- **SUPPLIED TEXT**:
-*-
On Thu, 25 Feb 2010, Roger Lapthorn wrote:
People may be interested in the reply from Rod Wilkinson at OFCOM received
today. I asked him what OFCOM's view would be.
[...]
They state that ITU Radio Regs indicate that there is no allocation for
frequencies below 9 kHz. However in the UK, a licence would be required
as there is no lower frequency limit for wireless telegraphy under the
WT Act 2006. [...]
there is already a very big commercial user of the elf and vlf spectrum,
they inject very big power into ground dipoles. emissions from one
continent can be heard on another. and they do this without any license
from the radio authorities. the only regulation they need regards maximum
field strengths (and this is usually the realm of some environmental
protection authority and not the radio authority). the operating frequency
varies, but is usually 50Hz, 60Hz, 16.6Hz etc :)
-*-
- **EXTRACTED ENTRIES**:
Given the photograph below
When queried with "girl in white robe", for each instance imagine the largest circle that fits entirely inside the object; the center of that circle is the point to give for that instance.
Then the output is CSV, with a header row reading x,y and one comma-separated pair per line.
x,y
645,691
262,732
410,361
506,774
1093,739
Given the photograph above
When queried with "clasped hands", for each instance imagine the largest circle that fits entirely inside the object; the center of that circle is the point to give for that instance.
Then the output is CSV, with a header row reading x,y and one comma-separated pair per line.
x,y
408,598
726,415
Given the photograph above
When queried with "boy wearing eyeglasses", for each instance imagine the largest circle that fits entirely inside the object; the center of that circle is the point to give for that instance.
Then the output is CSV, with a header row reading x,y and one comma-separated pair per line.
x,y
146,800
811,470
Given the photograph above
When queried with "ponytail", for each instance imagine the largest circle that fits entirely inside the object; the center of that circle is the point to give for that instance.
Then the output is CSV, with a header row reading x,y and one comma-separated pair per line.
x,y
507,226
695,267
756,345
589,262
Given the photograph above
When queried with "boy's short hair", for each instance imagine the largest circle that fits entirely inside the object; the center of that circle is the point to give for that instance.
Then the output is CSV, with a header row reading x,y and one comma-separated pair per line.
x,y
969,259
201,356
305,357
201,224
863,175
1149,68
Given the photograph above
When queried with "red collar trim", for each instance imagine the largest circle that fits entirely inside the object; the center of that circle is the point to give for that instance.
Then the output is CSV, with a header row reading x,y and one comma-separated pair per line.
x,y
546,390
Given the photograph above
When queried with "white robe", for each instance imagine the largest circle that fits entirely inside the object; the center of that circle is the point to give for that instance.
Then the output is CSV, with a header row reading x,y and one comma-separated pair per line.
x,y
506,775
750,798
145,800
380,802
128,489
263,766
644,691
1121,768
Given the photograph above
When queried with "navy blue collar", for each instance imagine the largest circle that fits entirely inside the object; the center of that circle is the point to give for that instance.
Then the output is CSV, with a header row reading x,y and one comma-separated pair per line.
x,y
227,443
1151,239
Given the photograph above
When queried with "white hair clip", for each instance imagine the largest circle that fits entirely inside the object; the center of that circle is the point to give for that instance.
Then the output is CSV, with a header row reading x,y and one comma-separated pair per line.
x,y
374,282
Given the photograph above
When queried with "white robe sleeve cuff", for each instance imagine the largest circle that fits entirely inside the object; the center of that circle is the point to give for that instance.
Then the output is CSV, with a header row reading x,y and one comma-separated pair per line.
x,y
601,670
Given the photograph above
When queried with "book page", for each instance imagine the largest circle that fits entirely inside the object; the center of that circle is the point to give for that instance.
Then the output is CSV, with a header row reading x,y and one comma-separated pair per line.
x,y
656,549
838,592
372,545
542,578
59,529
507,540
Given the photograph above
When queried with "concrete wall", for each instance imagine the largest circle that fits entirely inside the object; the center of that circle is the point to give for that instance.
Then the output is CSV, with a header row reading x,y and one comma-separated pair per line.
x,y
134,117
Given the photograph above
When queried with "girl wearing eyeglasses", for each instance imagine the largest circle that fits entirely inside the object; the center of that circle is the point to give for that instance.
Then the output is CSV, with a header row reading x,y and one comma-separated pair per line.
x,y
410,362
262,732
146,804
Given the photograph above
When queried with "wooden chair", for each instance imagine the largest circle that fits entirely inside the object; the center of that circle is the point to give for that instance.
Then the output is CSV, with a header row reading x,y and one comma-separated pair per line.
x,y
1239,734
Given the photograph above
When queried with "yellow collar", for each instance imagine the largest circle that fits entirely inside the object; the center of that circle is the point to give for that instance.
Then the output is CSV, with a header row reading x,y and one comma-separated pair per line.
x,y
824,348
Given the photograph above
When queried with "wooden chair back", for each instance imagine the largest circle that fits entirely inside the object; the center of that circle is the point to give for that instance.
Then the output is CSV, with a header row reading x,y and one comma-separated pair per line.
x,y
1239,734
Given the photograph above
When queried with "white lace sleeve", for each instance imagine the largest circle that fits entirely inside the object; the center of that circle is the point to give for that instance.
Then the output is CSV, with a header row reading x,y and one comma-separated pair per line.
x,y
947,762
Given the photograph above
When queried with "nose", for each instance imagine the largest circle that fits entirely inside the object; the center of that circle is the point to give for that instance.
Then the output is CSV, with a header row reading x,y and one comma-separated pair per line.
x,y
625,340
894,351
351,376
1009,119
-*-
- **WHAT THIS TASK INVOLVES**: Continue the mailing-list post about licensing radio signals below 9 kHz, starting after its final sentence.

- **THE REPLY**:
sometimes when dealing with the goverment, the best practice is not to ask
at all :) even if they agree with you there will always be a "but you will
need a license for that" clause.
if you have to ask, ask them if it is their duty to regulate potential
electromagnetic wave transmission from instalations operating on 50Hz (or
any other frequency in the 0-9kHz region, that is not ITU regulated). you
would probably get an entirely different answer :)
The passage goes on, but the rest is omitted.